**Task objective:**
Reproduce word for word the lines below, starting with the line containing "# test: mark the smiling mouth, one" and ending with the line containing "point(191, 240)", including both of those lines.

**Material provided:**
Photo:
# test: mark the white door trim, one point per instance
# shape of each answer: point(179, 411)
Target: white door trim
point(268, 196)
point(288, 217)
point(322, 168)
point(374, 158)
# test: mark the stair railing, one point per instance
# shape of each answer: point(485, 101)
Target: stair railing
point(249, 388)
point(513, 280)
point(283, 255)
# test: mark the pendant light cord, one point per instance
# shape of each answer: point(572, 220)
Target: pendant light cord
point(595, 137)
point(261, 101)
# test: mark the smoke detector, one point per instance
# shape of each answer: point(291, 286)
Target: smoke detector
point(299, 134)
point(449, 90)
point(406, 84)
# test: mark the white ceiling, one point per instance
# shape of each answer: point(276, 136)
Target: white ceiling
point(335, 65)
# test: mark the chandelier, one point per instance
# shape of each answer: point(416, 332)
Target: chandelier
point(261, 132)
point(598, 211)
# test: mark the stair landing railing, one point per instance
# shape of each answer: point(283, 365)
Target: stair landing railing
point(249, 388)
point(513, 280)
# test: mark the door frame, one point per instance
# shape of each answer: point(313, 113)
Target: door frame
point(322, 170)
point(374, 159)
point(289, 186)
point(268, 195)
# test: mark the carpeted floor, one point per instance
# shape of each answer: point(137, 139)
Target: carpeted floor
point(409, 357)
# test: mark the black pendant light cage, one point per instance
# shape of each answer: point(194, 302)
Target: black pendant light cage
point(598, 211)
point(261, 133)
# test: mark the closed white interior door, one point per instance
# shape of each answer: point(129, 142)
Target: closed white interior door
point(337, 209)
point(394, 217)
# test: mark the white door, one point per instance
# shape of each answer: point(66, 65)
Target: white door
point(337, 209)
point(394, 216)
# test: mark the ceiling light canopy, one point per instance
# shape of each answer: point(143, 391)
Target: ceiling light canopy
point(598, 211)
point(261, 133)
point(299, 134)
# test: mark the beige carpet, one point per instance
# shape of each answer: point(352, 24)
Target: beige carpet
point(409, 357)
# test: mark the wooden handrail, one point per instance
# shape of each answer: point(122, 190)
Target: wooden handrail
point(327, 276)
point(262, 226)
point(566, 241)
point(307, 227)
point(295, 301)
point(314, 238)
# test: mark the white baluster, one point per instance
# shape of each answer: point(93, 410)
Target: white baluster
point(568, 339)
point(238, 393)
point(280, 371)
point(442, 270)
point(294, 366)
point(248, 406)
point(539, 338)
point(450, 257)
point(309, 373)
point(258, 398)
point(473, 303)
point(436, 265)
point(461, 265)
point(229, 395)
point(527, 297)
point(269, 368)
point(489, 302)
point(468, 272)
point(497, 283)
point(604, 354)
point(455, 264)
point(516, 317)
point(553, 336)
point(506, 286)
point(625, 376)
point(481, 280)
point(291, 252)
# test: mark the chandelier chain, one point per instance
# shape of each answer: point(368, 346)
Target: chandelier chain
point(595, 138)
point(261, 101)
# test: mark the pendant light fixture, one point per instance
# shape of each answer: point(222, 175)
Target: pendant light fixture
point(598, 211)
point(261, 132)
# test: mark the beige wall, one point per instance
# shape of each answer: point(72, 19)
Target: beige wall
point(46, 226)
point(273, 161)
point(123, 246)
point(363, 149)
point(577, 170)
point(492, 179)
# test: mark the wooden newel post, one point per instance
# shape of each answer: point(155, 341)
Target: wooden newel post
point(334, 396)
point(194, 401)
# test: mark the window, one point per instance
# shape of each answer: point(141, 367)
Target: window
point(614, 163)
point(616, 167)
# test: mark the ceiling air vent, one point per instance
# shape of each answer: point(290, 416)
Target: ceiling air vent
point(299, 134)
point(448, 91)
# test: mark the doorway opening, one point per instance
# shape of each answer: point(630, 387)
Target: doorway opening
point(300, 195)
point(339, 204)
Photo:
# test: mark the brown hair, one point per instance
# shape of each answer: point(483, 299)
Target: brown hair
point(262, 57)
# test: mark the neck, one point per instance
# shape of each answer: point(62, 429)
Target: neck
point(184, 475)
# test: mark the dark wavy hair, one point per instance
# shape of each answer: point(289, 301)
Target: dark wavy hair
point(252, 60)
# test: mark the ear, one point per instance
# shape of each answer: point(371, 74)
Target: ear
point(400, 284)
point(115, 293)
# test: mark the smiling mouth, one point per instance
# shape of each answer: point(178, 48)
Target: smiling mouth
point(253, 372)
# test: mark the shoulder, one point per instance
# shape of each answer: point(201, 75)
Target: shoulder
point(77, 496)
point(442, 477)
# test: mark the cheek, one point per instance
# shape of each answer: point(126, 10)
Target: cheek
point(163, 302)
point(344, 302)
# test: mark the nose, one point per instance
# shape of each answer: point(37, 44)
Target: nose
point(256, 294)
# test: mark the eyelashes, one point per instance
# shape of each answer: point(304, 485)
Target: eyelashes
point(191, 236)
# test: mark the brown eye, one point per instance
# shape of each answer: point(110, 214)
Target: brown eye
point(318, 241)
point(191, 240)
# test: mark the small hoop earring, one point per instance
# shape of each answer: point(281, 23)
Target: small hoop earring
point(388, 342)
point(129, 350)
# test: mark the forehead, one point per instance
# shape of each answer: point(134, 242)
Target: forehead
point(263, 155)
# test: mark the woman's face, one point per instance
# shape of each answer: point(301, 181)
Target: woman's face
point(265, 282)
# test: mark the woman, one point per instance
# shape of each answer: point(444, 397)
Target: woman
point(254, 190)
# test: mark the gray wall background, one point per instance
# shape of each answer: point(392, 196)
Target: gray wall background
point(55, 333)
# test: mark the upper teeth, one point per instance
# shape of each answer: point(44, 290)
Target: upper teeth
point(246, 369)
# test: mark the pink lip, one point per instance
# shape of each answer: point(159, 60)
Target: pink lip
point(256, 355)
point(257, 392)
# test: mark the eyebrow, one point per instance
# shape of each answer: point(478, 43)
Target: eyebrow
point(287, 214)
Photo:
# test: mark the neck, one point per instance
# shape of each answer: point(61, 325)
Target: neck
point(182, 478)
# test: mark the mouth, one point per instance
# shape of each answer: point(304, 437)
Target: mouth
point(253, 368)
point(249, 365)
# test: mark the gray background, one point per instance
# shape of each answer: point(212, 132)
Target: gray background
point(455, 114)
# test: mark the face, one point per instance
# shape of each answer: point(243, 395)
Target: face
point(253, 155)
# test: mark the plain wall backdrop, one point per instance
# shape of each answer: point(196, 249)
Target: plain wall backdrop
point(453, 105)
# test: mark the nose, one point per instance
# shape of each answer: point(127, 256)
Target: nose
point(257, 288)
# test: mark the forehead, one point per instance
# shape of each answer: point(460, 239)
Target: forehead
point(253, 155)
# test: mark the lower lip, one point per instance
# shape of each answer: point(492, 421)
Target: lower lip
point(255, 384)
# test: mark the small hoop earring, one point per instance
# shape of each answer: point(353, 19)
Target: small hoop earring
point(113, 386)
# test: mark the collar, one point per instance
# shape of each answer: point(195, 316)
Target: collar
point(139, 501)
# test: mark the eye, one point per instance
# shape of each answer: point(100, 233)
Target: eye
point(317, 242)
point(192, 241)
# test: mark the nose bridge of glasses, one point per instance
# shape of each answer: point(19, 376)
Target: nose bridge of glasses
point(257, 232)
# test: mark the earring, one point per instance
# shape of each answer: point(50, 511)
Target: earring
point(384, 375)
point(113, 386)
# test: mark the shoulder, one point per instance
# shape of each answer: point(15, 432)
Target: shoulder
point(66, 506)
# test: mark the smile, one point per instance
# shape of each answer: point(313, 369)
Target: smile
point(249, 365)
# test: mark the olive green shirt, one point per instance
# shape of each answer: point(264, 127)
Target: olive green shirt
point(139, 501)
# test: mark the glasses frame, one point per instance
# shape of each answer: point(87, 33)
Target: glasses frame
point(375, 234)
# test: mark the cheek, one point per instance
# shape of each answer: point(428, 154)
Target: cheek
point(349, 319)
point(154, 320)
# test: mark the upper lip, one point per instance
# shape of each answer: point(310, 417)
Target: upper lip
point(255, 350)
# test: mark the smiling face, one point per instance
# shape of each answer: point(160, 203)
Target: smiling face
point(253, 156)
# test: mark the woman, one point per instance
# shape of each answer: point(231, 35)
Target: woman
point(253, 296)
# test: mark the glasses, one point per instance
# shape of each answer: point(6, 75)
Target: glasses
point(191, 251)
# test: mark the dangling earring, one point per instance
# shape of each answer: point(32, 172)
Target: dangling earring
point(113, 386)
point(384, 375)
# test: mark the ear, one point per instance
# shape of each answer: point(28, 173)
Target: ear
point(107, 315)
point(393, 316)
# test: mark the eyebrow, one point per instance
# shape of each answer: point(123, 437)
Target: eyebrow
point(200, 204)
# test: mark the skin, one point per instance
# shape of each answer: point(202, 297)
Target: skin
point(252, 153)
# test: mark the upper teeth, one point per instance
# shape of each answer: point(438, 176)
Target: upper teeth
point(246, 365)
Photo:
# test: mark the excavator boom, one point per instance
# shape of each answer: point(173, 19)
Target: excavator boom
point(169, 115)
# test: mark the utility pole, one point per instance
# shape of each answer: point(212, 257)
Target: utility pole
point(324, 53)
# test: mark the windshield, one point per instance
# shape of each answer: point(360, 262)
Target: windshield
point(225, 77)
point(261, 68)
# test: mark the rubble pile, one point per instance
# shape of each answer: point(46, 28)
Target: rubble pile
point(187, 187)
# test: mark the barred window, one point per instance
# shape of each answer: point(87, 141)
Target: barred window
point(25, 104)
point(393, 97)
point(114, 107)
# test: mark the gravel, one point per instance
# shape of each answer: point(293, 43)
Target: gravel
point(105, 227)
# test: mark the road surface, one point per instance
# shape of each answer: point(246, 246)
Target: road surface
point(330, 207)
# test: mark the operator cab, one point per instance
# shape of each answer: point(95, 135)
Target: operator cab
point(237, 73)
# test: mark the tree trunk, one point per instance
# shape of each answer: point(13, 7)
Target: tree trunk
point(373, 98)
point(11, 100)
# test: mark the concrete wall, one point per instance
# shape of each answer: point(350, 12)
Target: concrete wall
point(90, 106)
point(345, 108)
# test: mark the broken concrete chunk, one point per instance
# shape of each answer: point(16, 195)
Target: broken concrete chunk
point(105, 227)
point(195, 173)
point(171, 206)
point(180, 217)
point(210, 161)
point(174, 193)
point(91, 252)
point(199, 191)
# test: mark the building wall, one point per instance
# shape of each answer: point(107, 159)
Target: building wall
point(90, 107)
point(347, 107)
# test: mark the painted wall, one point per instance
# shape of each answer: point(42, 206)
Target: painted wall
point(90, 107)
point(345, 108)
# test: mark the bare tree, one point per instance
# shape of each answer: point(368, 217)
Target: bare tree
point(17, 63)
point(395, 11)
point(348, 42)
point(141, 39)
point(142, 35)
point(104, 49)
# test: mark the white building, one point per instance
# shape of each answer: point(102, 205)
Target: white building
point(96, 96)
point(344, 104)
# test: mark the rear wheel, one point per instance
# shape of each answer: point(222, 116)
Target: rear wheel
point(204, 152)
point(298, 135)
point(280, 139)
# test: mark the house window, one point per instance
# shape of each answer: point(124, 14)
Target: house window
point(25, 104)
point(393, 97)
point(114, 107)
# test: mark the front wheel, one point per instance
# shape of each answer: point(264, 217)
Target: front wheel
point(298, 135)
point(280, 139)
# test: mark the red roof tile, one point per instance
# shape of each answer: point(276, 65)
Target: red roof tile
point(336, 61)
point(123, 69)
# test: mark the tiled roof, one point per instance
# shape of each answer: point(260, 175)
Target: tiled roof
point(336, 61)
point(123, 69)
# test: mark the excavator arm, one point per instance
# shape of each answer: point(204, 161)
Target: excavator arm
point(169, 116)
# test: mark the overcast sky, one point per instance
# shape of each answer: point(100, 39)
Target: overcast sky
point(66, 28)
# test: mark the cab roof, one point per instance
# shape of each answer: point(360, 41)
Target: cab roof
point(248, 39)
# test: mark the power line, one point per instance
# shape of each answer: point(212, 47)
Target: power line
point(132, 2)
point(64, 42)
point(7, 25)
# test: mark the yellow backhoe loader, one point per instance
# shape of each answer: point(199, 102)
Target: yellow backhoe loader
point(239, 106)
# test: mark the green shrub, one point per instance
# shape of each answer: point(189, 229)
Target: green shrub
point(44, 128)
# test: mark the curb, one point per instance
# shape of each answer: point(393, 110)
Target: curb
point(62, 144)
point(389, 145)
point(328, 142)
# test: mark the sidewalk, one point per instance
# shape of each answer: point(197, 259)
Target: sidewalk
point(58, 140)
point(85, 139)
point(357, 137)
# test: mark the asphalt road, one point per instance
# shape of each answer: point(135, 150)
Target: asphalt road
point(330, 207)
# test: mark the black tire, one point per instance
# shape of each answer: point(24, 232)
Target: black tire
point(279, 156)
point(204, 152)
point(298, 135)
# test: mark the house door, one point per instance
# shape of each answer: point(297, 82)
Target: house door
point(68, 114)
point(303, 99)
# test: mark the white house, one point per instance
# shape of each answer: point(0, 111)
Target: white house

**Exercise output:**
# test: mark the smiling mouth, one point per instance
# shape of each answer: point(178, 48)
Target: smiling mouth
point(253, 372)
# test: mark the shoulder, one point per instance
# shape of each answer: point(201, 75)
Target: shoulder
point(77, 496)
point(442, 477)
# test: mark the cheek, one point per instance
# shape of each answer: point(126, 10)
Target: cheek
point(163, 302)
point(344, 302)
# test: mark the nose, one point per instance
# shape of each answer: point(37, 44)
Target: nose
point(256, 294)
# test: mark the eyelashes, one point per instance
# shape of each answer: point(304, 485)
Target: eyelashes
point(191, 236)
# test: mark the brown eye, one point per instance
# shape of each answer: point(110, 214)
Target: brown eye
point(318, 241)
point(191, 240)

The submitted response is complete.